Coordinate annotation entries

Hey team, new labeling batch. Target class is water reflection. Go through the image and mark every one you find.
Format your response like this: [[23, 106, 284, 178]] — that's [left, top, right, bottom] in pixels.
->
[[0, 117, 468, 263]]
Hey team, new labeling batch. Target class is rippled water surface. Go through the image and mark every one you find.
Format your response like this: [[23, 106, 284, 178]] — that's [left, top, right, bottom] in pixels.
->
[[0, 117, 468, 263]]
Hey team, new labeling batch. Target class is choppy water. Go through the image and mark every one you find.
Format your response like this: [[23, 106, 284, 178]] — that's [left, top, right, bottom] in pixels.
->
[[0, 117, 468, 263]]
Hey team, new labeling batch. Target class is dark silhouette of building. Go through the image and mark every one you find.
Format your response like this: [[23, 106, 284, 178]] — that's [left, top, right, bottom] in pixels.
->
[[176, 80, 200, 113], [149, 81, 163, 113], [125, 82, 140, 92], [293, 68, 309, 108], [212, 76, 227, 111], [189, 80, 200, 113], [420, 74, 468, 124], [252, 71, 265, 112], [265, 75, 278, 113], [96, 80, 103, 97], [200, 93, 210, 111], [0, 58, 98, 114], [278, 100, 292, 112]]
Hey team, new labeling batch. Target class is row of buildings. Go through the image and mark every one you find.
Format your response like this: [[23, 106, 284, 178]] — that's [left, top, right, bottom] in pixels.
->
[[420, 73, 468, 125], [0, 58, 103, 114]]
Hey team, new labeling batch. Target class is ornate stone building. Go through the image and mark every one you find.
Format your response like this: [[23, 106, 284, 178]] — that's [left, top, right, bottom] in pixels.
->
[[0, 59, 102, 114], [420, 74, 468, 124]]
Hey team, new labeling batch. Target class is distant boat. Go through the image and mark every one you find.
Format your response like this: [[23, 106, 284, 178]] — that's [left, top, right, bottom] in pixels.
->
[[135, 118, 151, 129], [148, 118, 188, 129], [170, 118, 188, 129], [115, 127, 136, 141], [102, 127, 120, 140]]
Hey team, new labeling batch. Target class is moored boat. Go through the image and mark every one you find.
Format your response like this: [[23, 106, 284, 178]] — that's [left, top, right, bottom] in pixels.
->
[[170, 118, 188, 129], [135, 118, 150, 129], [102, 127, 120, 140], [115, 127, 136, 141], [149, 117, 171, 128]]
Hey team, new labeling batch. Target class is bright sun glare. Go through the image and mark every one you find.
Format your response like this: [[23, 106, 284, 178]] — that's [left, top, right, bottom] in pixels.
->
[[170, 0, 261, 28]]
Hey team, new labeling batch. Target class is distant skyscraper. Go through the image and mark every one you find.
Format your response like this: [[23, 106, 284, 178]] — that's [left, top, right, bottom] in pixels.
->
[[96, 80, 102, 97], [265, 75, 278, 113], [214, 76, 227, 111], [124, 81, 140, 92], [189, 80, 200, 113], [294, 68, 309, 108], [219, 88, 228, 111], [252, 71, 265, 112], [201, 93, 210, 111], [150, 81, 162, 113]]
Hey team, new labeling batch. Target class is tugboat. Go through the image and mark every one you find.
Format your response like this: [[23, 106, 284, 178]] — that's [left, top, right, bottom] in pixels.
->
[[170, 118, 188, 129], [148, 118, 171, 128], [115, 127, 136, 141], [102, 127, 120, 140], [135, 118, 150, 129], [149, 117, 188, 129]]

- [TO BE DONE] Rewrite the items from the line with "Hey team, new labeling batch. Target class is row" up to and including the line with "117, 171, 128]]", swapping "boat" for "vessel" and leaving everything else unchanged. Return only those lines.

- [COMPLETE RESPONSE]
Hey team, new labeling batch. Target class is row of buildings. Go through the image and mark every one you find.
Format your response like this: [[23, 106, 284, 178]] — that's [left, top, right, bottom] in pixels.
->
[[420, 73, 468, 125], [0, 58, 103, 114]]
Hey team, new labeling batch. Target class is ornate stone building. Go through the image and mark every one you find.
Format your response like this: [[23, 106, 284, 178]] — that's [left, top, right, bottom] in pixels.
->
[[0, 59, 102, 114], [420, 74, 468, 124]]
Hey team, new labeling batch. Target class is distant vessel. Go through the image and mark every one you find.
Format your response like this: [[23, 106, 284, 178]] — that's [left, top, right, bottom] in pixels.
->
[[135, 118, 151, 129], [148, 118, 188, 129], [170, 118, 188, 129], [115, 127, 136, 141], [102, 127, 120, 140]]
Hey team, new labeling batch. Target class is moored vessel. Go through the image and mark every one you find.
Format your response like this: [[23, 106, 284, 178]] — that's [left, top, right, bottom] in pixels.
->
[[170, 118, 188, 129], [135, 118, 150, 129], [102, 127, 120, 140], [115, 127, 136, 141], [149, 117, 171, 128]]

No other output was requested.